(Quoted text)
2 The Halpern–Pearl Formalism

We start with a causal model M, which is a tuple \((\mathcal {U, V, E})\), where \(\mathcal {U}\) is a set of exogenous variables, \(\mathcal {V}\) is a set of endogenous variables, and \(\mathcal {E}\) is a set of structural equations relating the values of the variables. It is usually helpful to assume that M is acyclic, which intuitively means that the model does not contain feedback loops between variables. More formally, in an acyclic causal model there is some total ordering \(\prec \) such that, if \(X \prec Y\), then the value of X may (or may not) influence the value of Y while the value of Y cannot influence the value of X.

In the definition of actual causation below, \(\phi \) denotes a Boolean combination of ‘primitive events’ of the form \(X = x\) where \(X \in \mathcal {V}\) and x is among the possible values of X. The abbreviation \([\vec {Y} \leftarrow \vec {y}]\) denotes the case in which variables \(Y_{1},\dots , Y_{k} \in \mathcal {V}\) are set to some of their possible values \(y_{i} \ \text {for} \ i = 1, \ldots , k\). If the value of \(Y_i\) is set to one of its possible values in this way, the result is a new causal model which is otherwise identical to M except that the structural equation for \(Y_i\) is replaced with \(Y_i = y_i\). \([\vec {Y} \leftarrow \vec {y}]\phi \) states that \(\phi \) would hold if each \(Y_{i}\) were to be set to a possible value \(y_i\). Such a ‘causal formula’, abbreviated \(\psi \), requires some context \(\vec {u}\), which is the assignment of the values of the exogenous variables in the model. The fact that some causal formula holds in some causal model and context can then be expressed as \((M, \vec {u}) \models \psi \).Footnote 2

We can now state the Halpern-Pearl definition of actual causation. \(\vec {X} = \vec {x}\) counts as an actual cause of \(\phi \) in \((M, \vec {u})\) if the following three conditions hold (quoted from Halpern 2013, p. 3, with inconsequential changes in notation):

  1. AC1.

    \((M, \vec {u}) \models (\vec {X} = \vec {x})\) and \((M, \vec {u}) \models \phi \)

  2. AC2.

    There is a partition of \(\mathcal {V}\) (the set of endogenous variables) into two subsets \(\vec {Z}\) and \(\vec {W}\) with \(\vec {X} \subseteq \vec {Z}\) and a setting \(\vec {x}'\) and \(\vec {w}\) of the variables in \(\vec {X}\) and \(\vec {W}\), respectively, such that if \((M, \vec {u}) \models Z = z{*}\) for all \(Z \in \vec {Z}\), then both of the following conditions hold:

    1. (a)

(What you will do)
a: Translate this sentence from the text on the Halpern–Pearl formalism into Spanish: "It is usually helpful to assume that M is acyclic, which intuitively means that the model does not contain feedback loops between variables."
b: Extract the passage of the text on the Halpern–Pearl formalism from "We start with" to "value of X.".
c: Answer these questions about the text on the Halpern–Pearl formalism.
(i) What does a context assign values to?
(ii) How many conditions must hold for something to count as an actual cause?
(iii) What source is the definition of actual causation quoted from?
These lines come from a separate source.

Entries for bounding box labeling
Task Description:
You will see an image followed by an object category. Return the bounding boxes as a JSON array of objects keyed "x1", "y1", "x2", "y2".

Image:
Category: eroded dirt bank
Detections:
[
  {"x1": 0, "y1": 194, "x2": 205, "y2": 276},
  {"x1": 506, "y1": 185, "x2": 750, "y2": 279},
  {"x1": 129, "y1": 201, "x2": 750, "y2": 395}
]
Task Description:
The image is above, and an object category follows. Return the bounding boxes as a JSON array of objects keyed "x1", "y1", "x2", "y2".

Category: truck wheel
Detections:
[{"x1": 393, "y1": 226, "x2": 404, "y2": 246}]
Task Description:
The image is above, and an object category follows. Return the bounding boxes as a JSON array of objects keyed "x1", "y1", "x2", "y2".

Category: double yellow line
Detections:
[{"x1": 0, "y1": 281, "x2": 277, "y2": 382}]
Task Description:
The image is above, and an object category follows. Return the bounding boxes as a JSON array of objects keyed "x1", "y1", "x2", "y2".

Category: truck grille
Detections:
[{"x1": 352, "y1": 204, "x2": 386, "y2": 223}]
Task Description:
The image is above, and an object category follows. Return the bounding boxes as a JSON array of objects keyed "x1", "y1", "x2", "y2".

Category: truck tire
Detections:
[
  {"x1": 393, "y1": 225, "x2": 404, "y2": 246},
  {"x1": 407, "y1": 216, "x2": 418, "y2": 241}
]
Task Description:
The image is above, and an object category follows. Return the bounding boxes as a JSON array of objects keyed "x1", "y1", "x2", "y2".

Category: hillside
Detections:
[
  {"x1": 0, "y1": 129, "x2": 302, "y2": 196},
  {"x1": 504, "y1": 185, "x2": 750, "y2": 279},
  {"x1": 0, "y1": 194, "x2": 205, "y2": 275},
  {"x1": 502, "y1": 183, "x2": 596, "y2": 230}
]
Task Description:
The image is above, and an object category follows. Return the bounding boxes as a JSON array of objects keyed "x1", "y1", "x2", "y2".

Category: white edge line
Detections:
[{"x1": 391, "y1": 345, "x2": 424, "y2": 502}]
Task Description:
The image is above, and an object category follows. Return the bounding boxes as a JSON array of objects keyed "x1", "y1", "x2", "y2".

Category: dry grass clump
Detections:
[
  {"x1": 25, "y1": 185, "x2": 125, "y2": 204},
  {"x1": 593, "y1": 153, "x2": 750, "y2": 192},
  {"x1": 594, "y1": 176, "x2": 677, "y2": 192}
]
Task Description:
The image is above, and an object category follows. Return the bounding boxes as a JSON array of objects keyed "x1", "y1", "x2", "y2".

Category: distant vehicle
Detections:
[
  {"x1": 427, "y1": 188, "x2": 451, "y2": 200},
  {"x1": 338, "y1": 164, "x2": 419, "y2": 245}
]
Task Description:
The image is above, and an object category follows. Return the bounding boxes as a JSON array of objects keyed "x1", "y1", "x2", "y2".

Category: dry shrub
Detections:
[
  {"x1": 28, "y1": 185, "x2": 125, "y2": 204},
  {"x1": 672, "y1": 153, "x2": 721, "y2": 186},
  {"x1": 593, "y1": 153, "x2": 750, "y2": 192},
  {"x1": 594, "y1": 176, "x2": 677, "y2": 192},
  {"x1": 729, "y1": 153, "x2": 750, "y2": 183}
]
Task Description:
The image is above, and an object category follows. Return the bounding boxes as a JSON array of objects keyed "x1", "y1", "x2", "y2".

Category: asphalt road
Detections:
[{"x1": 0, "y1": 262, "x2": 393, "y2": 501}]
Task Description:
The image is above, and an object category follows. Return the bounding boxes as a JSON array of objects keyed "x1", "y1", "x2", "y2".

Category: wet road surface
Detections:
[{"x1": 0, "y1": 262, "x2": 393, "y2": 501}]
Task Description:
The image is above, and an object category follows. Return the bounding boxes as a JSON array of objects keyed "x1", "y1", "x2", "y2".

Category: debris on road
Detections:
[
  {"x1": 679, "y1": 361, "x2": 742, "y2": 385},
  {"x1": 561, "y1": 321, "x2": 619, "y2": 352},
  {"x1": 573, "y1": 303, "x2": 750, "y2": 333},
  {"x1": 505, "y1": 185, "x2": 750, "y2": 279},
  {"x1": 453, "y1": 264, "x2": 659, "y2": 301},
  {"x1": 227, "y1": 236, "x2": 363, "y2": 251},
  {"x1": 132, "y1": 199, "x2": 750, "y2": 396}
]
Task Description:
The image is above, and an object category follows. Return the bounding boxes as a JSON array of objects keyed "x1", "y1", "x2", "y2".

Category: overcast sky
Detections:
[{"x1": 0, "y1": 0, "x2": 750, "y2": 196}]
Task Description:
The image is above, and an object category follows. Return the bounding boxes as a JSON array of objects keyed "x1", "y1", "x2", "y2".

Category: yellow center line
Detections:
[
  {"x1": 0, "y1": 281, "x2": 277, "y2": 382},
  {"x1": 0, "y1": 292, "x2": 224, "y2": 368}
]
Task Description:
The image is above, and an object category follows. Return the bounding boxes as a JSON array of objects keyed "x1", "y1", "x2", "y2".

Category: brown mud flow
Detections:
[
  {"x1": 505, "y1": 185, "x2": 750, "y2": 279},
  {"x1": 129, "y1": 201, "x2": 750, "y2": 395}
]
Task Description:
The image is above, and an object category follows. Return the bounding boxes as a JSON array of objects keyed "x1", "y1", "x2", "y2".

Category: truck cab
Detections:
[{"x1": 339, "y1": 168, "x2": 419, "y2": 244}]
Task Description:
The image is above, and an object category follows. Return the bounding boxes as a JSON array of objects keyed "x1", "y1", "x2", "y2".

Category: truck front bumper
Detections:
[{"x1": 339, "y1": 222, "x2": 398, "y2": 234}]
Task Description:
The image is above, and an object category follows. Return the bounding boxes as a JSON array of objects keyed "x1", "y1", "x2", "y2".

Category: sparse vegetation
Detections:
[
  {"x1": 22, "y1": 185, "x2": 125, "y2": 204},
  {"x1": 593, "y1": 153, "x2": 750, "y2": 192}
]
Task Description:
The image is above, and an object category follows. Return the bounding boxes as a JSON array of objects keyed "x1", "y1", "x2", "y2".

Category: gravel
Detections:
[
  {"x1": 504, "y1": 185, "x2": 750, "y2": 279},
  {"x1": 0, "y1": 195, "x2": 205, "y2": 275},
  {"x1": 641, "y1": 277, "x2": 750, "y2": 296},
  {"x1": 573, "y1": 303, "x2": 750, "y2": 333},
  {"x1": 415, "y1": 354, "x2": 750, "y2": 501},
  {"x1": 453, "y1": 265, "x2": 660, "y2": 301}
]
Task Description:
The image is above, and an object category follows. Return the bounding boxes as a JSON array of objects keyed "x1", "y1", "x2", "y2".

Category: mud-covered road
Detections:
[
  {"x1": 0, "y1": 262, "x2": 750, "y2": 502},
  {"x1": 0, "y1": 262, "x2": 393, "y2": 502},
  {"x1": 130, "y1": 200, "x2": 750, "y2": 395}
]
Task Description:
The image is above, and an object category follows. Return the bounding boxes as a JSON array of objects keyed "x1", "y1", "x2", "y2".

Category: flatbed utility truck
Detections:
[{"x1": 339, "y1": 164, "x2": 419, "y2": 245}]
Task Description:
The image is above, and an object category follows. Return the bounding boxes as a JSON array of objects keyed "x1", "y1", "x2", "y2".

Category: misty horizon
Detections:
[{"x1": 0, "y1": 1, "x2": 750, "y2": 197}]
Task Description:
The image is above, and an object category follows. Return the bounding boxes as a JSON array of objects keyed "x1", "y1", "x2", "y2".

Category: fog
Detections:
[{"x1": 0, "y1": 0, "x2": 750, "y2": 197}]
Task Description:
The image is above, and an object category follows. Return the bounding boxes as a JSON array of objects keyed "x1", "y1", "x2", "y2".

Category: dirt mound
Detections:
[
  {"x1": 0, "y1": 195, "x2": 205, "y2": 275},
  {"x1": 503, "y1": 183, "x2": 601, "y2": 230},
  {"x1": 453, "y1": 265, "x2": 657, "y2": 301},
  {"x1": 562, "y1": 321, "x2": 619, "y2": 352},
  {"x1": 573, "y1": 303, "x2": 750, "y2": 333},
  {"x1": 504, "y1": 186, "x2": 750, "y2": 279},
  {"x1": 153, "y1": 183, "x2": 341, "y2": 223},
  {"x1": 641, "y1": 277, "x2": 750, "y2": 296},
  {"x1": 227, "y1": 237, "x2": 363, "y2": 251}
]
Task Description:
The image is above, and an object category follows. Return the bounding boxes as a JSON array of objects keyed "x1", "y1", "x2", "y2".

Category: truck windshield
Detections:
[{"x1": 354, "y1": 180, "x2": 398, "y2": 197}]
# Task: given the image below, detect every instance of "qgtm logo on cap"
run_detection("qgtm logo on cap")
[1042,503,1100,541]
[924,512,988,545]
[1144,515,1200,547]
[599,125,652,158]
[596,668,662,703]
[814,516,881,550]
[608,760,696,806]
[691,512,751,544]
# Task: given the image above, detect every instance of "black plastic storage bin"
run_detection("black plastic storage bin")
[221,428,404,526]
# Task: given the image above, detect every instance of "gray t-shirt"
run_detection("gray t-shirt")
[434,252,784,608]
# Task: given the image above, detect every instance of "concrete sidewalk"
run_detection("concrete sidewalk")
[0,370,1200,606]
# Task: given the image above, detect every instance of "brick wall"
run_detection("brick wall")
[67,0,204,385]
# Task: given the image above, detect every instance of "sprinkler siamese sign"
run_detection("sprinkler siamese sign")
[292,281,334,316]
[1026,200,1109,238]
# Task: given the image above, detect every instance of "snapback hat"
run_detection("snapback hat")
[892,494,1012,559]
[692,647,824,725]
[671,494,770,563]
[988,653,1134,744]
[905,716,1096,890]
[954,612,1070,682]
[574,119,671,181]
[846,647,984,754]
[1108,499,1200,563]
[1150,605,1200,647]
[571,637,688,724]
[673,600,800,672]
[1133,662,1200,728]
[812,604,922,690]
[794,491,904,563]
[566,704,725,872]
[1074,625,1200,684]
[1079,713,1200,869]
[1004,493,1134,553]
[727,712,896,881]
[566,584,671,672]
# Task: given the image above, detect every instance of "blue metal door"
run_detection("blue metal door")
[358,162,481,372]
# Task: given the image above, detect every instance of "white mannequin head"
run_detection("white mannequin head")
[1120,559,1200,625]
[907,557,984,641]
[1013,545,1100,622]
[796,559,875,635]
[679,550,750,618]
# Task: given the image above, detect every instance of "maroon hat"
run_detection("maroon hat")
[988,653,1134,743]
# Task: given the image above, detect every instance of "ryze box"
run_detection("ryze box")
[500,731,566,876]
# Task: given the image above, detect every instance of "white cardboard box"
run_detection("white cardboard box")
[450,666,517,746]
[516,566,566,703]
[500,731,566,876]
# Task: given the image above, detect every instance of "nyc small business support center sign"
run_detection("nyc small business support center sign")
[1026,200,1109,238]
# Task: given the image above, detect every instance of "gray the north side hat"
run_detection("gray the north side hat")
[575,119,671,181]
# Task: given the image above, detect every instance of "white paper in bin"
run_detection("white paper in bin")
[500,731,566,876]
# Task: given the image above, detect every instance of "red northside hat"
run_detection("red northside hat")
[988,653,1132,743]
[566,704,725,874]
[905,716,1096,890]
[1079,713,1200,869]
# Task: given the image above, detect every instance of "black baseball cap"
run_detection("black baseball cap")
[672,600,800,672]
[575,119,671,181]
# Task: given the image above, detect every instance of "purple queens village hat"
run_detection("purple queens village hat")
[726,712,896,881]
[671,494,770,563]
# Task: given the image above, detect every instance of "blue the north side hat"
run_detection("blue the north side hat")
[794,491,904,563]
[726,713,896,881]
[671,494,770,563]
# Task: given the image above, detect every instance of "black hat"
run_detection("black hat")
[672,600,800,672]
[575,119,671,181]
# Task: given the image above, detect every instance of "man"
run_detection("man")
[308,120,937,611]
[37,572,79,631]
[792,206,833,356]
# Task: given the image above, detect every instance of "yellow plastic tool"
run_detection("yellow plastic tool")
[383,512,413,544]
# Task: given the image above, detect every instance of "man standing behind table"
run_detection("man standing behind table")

(Task solutions)
a: Suele ser útil suponer que M es acíclico, lo que intuitivamente significa que el modelo no contiene bucles de retroalimentación entre variables.

b:
We start with a causal model M, which is a tuple \((\mathcal {U, V, E})\), where \(\mathcal {U}\) is a set of exogenous variables, \(\mathcal {V}\) is a set of endogenous variables, and \(\mathcal {E}\) is a set of structural equations relating the values of the variables. It is usually helpful to assume that M is acyclic, which intuitively means that the model does not contain feedback loops between variables. More formally, in an acyclic causal model there is some total ordering \(\prec \) such that, if \(X \prec Y\), then the value of X may (or may not) influence the value of Y while the value of Y cannot influence the value of X.

c:
(i) The exogenous variables in the model.
(ii) Three.
(iii) Halpern 2013, p. 3.